# WHAT IS EXPECTED
Reproduce word for word the passage of the makepp signatures page between "makepp_signatures -- How" and "own signature functions.", inclusive.

# ARTICLE
++++++++

The Perl Toolchain Summit needs more sponsors. If your company depends on Perl, please support this very important event.
=head1 NAME

makepp_signatures -- How makepp knows to rebuild files

=head1 DESCRIPTION

Each file is associated with a I<signature>, which is a number or string that
changes if the file has changed.  Makepp compares signatures to see whether it
needs to rebuild anything.  The default signature for files is the file's
modification time, unless you're executing a C/C++ compilation command, in
which case the default signature is a cryptographic checksum on the file's
contents, ignoring comments and whitespace.  If you want, you can switch to a
different method, or you can define your own signature functions.

In addition to the file's signature, it is also possible to control how makepp
compares these signature values.  For example, the C<exact_match> method
requires that file signatures be exactly the same as on the last build,
whereas the C<target_newer> method only requires that all dependencies be
older than the target.

If makepp is building a file, and you don't think it should be, you might want
to check the build log (C<.makepp_log>).  Makepp writes an explanation of what
it thought each file depended on, and why it chose to rebuild.

At present, there are four signature checking methods included in
makepp.  Usually, makepp picks the most appropriate signature method
automatically.  However, you can change the signature method for an
individual rule by using C<:signature> modifier on the rule (see
L<makepp_rules/signature>), or for all rules in a makefile by using the
C<signature> statement (see L<makepp_statements/signature>, or for all
makefiles at once using the C<-m> or C<--signature-method> command line
option (see L<makepp_command/-m>).

=head2 Signature methods included in the distribution

=over 4

=item exact_match

This method uses the modification dates on the file as signatures.  It
rebuilds the targets unless all of the following conditions are true:

=over 4

=item *

The signature of each dependency is the same as it was on the
last build.

=item *

The signature of each target is the same as it was on the last
build.

=item *

The build command has changed.

=item *
The default directory for the build command has changed.

=item *

The machine architecture (or what perl thinks it is) has
changed.

=back

Makepp stores all the signature information and the build command from
the last build, so that it can do these comparisons.  (All the stored
information is in the subdirectory .makepp of each directory.)

++++++++

# Saved data entries
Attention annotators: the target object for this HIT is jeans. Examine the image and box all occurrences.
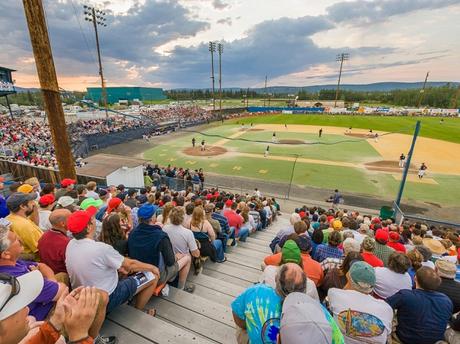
[238,227,249,242]
[212,240,225,263]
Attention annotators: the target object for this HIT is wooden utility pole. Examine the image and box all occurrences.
[264,75,267,107]
[217,43,224,118]
[208,42,216,110]
[451,86,460,109]
[83,5,109,122]
[23,0,77,179]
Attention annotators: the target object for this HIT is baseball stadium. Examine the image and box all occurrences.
[142,114,460,216]
[4,0,460,344]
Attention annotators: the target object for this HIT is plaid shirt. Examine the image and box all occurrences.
[374,241,395,267]
[211,213,230,233]
[315,244,343,263]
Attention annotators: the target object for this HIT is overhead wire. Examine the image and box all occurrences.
[70,0,97,70]
[181,127,416,147]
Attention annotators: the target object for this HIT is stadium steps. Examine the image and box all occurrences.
[101,216,289,344]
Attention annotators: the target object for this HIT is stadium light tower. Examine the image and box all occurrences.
[217,43,224,118]
[417,72,430,109]
[208,42,216,110]
[334,53,350,107]
[83,5,109,120]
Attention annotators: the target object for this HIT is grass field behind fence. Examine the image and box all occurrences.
[228,114,460,143]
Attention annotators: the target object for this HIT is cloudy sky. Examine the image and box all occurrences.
[0,0,460,90]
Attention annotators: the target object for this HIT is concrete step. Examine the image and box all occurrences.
[205,261,260,283]
[238,239,271,254]
[203,269,254,289]
[148,287,235,343]
[187,269,246,297]
[227,246,267,260]
[227,252,260,270]
[103,305,212,344]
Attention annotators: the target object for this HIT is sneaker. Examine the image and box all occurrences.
[94,336,118,344]
[184,283,195,294]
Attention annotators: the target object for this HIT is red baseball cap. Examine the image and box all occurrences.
[38,194,56,207]
[61,178,77,188]
[375,229,389,243]
[107,197,123,213]
[390,232,400,241]
[67,206,97,234]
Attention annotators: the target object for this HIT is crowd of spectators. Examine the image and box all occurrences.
[140,105,214,126]
[0,175,280,344]
[232,206,460,344]
[0,116,143,169]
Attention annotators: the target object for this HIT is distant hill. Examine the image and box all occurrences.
[171,81,460,94]
[14,86,40,93]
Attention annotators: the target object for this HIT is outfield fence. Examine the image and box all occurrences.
[0,159,460,230]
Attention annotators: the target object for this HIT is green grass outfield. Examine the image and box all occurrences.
[228,114,460,143]
[144,121,460,206]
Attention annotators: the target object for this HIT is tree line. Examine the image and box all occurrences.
[0,84,460,108]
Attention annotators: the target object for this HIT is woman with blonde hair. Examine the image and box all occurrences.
[240,204,257,233]
[99,213,128,256]
[189,206,227,263]
[157,202,174,227]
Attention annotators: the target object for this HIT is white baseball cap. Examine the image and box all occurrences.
[0,270,43,321]
[280,292,343,344]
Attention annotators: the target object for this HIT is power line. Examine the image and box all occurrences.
[334,53,350,107]
[70,0,97,69]
[181,126,412,146]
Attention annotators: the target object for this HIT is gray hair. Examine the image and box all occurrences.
[276,263,307,299]
[0,224,11,253]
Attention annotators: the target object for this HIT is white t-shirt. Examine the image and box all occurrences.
[343,229,366,245]
[163,224,198,254]
[327,288,393,344]
[422,260,434,270]
[259,265,319,301]
[65,239,124,295]
[374,267,412,299]
[86,190,99,199]
[38,209,53,232]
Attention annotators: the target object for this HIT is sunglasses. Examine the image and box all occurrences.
[0,273,21,312]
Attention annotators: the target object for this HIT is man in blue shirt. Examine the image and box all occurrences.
[386,266,453,344]
[232,263,307,344]
[0,176,10,219]
[128,204,182,285]
[211,203,236,252]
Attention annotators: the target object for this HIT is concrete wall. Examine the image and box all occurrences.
[106,165,144,188]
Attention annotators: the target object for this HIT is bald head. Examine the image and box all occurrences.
[49,208,72,231]
[276,263,307,299]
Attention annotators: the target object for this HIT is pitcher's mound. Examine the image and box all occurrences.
[345,133,372,139]
[278,140,305,145]
[240,127,264,131]
[364,160,417,173]
[182,146,227,156]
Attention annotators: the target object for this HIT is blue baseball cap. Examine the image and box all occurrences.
[137,204,158,220]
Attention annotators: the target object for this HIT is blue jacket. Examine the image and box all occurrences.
[128,223,174,270]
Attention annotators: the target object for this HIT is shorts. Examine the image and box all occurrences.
[158,262,179,285]
[107,277,137,313]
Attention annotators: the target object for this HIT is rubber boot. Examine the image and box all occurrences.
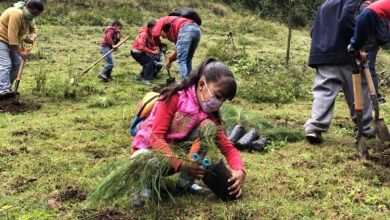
[228,125,245,146]
[98,68,108,82]
[106,69,114,81]
[249,137,268,152]
[236,128,259,150]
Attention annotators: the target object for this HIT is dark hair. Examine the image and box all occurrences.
[160,58,237,102]
[111,19,123,27]
[146,20,157,28]
[27,0,44,12]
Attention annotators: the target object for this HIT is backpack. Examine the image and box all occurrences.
[129,92,160,137]
[375,18,390,46]
[162,7,202,32]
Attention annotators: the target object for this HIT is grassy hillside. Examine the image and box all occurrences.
[0,0,390,219]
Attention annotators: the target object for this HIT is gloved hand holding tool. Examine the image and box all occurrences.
[14,42,34,94]
[69,36,130,84]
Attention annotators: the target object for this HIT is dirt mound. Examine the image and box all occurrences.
[370,144,390,168]
[0,98,41,115]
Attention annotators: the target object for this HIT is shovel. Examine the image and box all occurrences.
[69,36,130,84]
[14,44,34,94]
[362,55,390,143]
[352,56,369,160]
[161,46,175,85]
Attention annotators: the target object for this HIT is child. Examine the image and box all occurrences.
[131,20,162,80]
[132,59,246,207]
[98,19,123,82]
[152,16,201,79]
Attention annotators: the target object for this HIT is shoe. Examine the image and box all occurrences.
[353,127,376,139]
[98,68,108,82]
[134,76,142,81]
[305,132,324,144]
[131,189,152,208]
[176,173,213,195]
[0,90,16,99]
[378,96,387,104]
[106,69,114,81]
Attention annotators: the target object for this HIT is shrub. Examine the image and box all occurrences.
[235,54,312,104]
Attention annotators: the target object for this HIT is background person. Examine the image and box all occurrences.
[98,19,123,82]
[131,20,163,80]
[0,0,44,97]
[304,0,375,144]
[152,16,202,79]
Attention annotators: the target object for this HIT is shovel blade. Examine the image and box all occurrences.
[374,119,390,142]
[356,137,369,160]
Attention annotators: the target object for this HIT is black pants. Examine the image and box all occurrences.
[131,51,155,80]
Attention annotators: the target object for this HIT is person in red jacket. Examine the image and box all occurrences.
[132,59,246,207]
[348,0,390,102]
[131,20,163,80]
[98,19,123,82]
[152,16,202,79]
[348,0,390,51]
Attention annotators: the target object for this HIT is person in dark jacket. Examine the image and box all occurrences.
[152,16,201,79]
[349,0,390,102]
[98,19,123,82]
[304,0,374,144]
[131,20,163,80]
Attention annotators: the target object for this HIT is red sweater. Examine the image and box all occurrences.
[150,93,244,171]
[367,0,390,20]
[131,27,157,54]
[152,16,195,62]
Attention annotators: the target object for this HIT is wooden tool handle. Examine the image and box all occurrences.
[363,67,376,96]
[352,74,363,111]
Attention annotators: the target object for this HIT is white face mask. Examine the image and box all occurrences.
[200,82,223,113]
[23,7,37,21]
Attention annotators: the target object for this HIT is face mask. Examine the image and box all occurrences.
[23,7,36,21]
[200,82,222,113]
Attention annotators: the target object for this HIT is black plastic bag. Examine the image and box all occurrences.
[202,158,237,201]
[235,128,259,150]
[228,125,245,146]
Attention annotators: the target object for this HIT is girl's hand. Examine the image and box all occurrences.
[179,161,206,179]
[228,170,246,198]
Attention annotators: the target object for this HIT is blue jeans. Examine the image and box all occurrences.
[367,49,382,98]
[100,46,115,70]
[0,41,22,93]
[176,23,201,79]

++++++++

# REPLY
makepp_signatures -- How makepp knows to rebuild files

=head1 DESCRIPTION

Each file is associated with a I<signature>, which is a number or string that
changes if the file has changed.  Makepp compares signatures to see whether it
needs to rebuild anything.  The default signature for files is the file's
modification time, unless you're executing a C/C++ compilation command, in
which case the default signature is a cryptographic checksum on the file's
contents, ignoring comments and whitespace.  If you want, you can switch to a
different method, or you can define your own signature functions.